_Selected text:_
Is Obama’s “decision” right?

Ayesha Abbasi, Social Media Editor/Columnist

On Sept. 10, 2013 the long awaited address on Syria was made by President Obama in which he stated that  “I have resisted calls for military action, because we cannot resolve someone else’s civil war through force” so my question is why are we trying to?
What has given us as Americans the right to intervene in someone else’s civil war?
Since when has America really been against chemical weapons?

As Obama stated in his speech “When dictators commit atrocities, they depend upon the world to look the other way until those horrifying pictures fade from memory. But these things happened. The facts cannot be denied. ”

But how come during 1983-88, Saddam used over 100,000 chemical munitions against Iran and its own Kurdish population, killing nearly 25,000 people America completely turned their heads in order to ignore the human rights abuses. Why are the facts denied there?
I can understand that Asssad clearly crossed the “red-line” with the use of chemical weapons ,but how come we saw no moral obligation to intervene for two years while 100,000 Syrians were slaughtered?

How come we sprayed nearly 20 million gallons of Agent Orange as a part of chemical warfare over Vietnam from 1961-72?
How come we bombed Iraqis with depleted uranium in 2004 and received no punishment?
How come we used white phosphorous in Afghanistan as recently as 2009?

Bashar al-Assad committed a moral obscenity; no doubt about that. We should not do nothing; no doubt about that either. But the argument on moral grounds for bombing — and potentially worsening the lives of millions of innocent Syrians are all “facts that cannot be denied”. I don’t think Obama committed himself to any one course of action. But if he does bomb them, we’re involved in that war, and I sure hope his advisers have thought through all the potential consequences better than you have.

_Task to carry out:_
List every weapon that the column on Obama's Syria address says the United States used. Give the country and time stated for each.

Natural-language object grounding data:
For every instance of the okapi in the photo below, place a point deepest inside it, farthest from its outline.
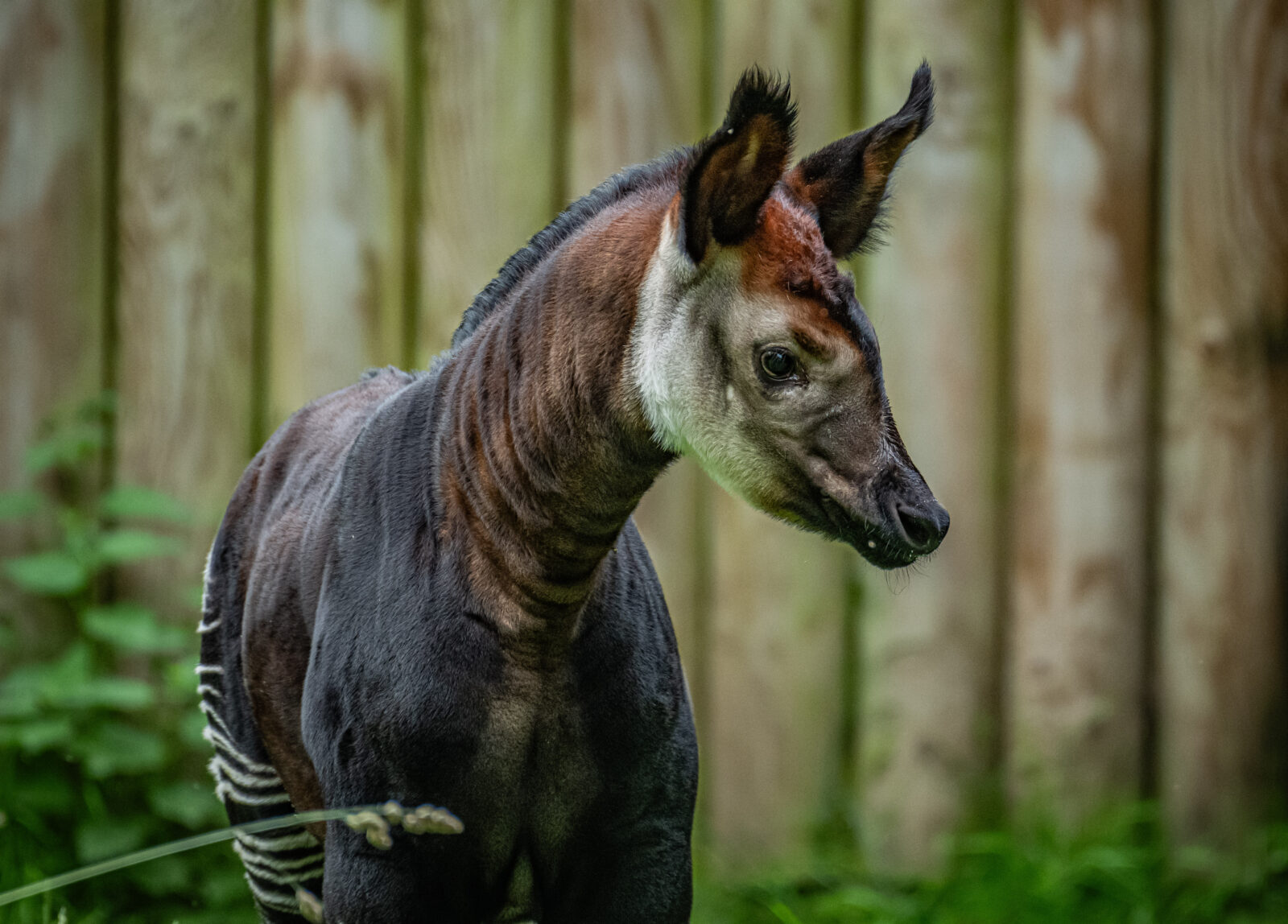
(428, 586)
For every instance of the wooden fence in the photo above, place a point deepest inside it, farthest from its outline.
(223, 208)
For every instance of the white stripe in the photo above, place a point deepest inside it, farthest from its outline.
(279, 842)
(272, 898)
(242, 798)
(222, 743)
(254, 856)
(219, 767)
(281, 878)
(205, 582)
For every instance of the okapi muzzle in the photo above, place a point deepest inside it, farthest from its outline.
(751, 350)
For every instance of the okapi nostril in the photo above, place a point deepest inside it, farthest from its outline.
(921, 532)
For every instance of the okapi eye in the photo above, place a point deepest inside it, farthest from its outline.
(777, 362)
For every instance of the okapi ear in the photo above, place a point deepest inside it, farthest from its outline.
(736, 169)
(847, 180)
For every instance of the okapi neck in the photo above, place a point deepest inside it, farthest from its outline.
(547, 453)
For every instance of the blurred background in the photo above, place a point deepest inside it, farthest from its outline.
(214, 212)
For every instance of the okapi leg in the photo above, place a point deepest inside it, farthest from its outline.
(250, 788)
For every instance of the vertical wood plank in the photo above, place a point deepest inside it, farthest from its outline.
(1224, 476)
(51, 245)
(187, 141)
(51, 202)
(778, 599)
(336, 291)
(637, 76)
(1082, 352)
(935, 298)
(489, 146)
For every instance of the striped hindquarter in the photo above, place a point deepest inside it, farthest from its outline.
(283, 861)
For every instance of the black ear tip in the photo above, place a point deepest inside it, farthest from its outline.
(762, 93)
(921, 96)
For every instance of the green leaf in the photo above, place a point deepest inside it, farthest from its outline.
(109, 693)
(145, 503)
(122, 546)
(49, 574)
(132, 627)
(38, 735)
(103, 839)
(16, 505)
(21, 691)
(68, 447)
(111, 748)
(45, 792)
(188, 803)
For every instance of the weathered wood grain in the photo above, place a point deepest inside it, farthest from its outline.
(51, 253)
(51, 217)
(187, 125)
(935, 296)
(489, 142)
(778, 596)
(336, 225)
(1084, 262)
(1224, 475)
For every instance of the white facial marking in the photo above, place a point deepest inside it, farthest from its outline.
(670, 367)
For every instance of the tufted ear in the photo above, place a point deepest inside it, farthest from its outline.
(736, 169)
(847, 180)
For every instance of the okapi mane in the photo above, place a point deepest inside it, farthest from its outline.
(667, 169)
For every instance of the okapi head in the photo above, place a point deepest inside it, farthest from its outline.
(750, 350)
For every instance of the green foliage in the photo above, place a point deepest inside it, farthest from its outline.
(101, 748)
(1118, 874)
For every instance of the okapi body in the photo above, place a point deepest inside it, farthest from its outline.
(428, 587)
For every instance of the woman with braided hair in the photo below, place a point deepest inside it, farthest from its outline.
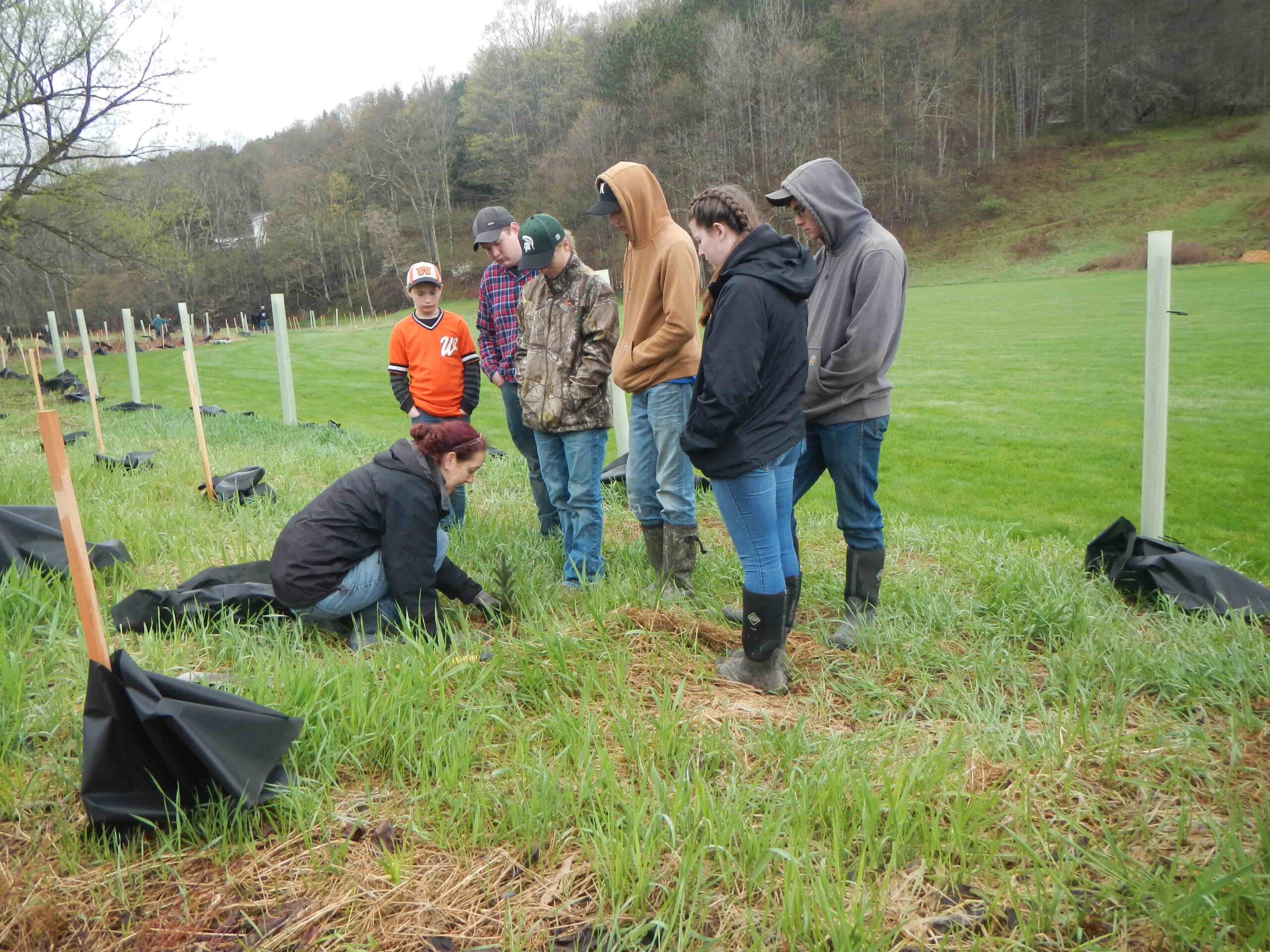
(746, 428)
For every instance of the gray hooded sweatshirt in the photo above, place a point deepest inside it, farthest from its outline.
(858, 307)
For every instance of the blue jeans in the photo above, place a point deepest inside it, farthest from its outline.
(758, 508)
(549, 520)
(850, 452)
(459, 498)
(366, 584)
(572, 464)
(659, 481)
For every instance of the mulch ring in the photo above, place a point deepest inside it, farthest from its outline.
(723, 700)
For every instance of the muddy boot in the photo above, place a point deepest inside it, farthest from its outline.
(681, 559)
(793, 591)
(864, 582)
(761, 663)
(654, 547)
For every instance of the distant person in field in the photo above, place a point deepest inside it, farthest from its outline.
(568, 319)
(656, 362)
(432, 362)
(746, 425)
(370, 551)
(854, 323)
(498, 329)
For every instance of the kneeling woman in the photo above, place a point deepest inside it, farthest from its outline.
(370, 549)
(745, 427)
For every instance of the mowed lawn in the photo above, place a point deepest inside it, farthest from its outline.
(1016, 404)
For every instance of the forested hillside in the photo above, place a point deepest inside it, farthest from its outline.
(929, 103)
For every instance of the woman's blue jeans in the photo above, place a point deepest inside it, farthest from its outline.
(758, 508)
(366, 584)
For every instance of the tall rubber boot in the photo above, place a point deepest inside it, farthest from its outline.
(860, 595)
(761, 663)
(793, 592)
(654, 547)
(681, 559)
(737, 616)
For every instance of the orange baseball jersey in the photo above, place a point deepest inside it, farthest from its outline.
(434, 355)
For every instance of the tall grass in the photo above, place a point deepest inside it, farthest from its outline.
(1015, 758)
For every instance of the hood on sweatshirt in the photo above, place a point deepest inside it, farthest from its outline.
(832, 196)
(778, 259)
(404, 457)
(640, 196)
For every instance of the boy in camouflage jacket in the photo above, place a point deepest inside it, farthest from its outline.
(568, 319)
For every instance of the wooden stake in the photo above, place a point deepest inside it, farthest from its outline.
(35, 377)
(73, 535)
(92, 397)
(198, 424)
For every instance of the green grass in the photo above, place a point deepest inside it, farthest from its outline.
(1197, 179)
(1013, 749)
(1016, 404)
(1014, 760)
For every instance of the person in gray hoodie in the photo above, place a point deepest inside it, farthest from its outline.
(854, 321)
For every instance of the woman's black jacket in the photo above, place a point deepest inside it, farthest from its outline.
(747, 404)
(391, 504)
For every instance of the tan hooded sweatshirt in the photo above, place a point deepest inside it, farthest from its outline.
(661, 281)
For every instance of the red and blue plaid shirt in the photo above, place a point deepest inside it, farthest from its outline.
(497, 298)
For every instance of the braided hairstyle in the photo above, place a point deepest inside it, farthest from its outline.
(728, 206)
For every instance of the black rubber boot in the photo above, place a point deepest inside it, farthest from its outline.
(761, 663)
(736, 616)
(793, 592)
(654, 547)
(864, 583)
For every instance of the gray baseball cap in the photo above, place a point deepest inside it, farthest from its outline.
(489, 224)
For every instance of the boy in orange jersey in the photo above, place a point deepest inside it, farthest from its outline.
(434, 365)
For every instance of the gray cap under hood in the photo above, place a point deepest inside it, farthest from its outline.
(832, 196)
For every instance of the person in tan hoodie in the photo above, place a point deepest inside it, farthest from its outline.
(656, 362)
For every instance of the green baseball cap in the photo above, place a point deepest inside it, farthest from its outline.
(540, 234)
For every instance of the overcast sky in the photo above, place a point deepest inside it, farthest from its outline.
(259, 65)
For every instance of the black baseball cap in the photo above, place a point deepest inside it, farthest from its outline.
(489, 224)
(540, 234)
(781, 196)
(607, 201)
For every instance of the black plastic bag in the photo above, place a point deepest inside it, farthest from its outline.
(1140, 567)
(31, 535)
(241, 486)
(244, 592)
(135, 460)
(63, 381)
(130, 407)
(157, 746)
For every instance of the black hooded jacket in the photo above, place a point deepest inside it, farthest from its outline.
(747, 404)
(393, 504)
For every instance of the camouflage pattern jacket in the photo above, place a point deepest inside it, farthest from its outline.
(566, 351)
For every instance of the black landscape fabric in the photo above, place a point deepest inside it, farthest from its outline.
(241, 486)
(135, 460)
(157, 746)
(616, 473)
(238, 592)
(1140, 567)
(32, 536)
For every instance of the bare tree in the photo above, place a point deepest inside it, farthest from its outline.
(70, 70)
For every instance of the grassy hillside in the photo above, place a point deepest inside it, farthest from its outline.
(1053, 210)
(1015, 404)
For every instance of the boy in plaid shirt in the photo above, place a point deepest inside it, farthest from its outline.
(497, 232)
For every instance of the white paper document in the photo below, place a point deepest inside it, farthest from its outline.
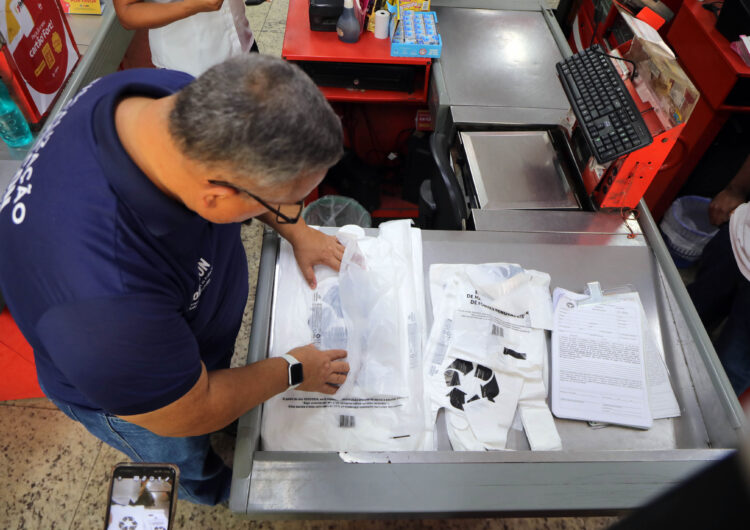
(598, 369)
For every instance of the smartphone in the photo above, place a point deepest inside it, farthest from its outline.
(142, 497)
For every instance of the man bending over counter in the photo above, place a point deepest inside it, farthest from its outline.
(122, 261)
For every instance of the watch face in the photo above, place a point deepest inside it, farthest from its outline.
(295, 374)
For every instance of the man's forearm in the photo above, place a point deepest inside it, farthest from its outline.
(232, 392)
(147, 15)
(217, 399)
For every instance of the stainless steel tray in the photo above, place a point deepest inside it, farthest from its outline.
(602, 470)
(516, 170)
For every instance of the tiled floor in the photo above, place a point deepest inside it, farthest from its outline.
(55, 474)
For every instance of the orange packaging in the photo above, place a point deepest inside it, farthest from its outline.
(38, 53)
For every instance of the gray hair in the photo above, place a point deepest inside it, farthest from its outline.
(261, 116)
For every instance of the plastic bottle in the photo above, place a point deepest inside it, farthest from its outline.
(347, 26)
(13, 127)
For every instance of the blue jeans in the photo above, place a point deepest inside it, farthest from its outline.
(721, 291)
(204, 479)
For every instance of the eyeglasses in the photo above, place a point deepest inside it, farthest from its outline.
(281, 217)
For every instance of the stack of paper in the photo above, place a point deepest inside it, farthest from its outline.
(606, 363)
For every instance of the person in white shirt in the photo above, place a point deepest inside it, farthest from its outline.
(189, 35)
(722, 287)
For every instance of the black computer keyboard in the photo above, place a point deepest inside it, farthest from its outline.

_Result for this exercise:_
- Agent Orange: Vietnam, 1961-72
- Depleted uranium: used on Iraqis, 2004
- White phosphorous: Afghanistan, as recently as 2009